[Task directions]: Report every line below that contains the string "negative", copying each one in full.

[Data]:
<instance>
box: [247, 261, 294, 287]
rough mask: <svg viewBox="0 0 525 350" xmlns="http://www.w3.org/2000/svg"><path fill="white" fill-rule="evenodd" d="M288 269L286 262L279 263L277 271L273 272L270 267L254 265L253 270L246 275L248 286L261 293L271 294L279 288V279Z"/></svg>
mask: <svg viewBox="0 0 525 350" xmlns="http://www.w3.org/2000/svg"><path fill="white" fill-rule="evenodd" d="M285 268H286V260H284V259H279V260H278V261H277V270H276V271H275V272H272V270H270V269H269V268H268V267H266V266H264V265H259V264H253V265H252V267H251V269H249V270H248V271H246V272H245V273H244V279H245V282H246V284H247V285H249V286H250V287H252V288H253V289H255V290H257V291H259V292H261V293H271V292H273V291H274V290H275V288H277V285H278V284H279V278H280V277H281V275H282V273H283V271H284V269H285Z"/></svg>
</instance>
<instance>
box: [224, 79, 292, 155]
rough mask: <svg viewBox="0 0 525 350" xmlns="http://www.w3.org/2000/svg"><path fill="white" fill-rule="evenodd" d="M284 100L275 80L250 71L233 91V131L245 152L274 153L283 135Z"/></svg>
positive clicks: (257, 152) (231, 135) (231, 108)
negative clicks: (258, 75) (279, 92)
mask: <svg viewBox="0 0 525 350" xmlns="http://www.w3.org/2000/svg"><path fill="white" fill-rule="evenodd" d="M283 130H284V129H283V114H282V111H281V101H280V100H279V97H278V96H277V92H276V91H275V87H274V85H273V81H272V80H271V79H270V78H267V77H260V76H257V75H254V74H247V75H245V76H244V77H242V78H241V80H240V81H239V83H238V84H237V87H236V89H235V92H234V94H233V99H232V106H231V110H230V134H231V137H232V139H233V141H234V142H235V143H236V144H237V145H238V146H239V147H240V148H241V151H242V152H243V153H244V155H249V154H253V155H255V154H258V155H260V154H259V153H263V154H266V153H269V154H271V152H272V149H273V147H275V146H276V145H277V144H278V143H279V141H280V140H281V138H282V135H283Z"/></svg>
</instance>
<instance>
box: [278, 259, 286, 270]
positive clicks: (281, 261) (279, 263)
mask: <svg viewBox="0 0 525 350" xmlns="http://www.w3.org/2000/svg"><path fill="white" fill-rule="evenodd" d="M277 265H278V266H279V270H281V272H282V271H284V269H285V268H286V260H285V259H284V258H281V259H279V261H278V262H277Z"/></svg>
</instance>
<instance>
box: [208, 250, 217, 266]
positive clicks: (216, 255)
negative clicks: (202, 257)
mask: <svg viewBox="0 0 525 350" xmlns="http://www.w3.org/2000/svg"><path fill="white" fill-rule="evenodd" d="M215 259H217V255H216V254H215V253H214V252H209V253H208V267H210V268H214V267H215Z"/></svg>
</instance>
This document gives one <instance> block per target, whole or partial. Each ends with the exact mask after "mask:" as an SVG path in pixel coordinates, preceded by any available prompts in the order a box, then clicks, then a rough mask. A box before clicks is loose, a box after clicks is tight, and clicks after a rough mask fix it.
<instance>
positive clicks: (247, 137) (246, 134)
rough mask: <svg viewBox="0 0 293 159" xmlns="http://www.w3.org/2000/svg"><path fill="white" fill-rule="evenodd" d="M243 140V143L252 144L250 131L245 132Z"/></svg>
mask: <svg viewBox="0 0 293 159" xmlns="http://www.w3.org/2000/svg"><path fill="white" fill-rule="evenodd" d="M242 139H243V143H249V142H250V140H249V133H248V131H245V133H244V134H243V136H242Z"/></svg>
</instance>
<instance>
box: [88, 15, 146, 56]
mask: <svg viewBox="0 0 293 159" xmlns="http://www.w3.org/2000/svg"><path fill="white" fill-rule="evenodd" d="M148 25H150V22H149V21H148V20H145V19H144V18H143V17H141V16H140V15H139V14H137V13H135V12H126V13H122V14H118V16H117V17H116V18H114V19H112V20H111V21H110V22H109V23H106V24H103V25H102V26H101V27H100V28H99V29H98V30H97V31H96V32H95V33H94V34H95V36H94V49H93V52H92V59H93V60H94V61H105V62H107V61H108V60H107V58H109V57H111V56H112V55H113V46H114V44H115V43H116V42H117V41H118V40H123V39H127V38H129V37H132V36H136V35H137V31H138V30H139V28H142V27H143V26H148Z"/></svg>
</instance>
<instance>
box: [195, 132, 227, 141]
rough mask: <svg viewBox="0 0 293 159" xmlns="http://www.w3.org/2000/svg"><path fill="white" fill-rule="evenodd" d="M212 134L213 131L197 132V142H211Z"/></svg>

[Solved exercise]:
negative clicks: (258, 75) (279, 92)
negative clicks: (202, 257)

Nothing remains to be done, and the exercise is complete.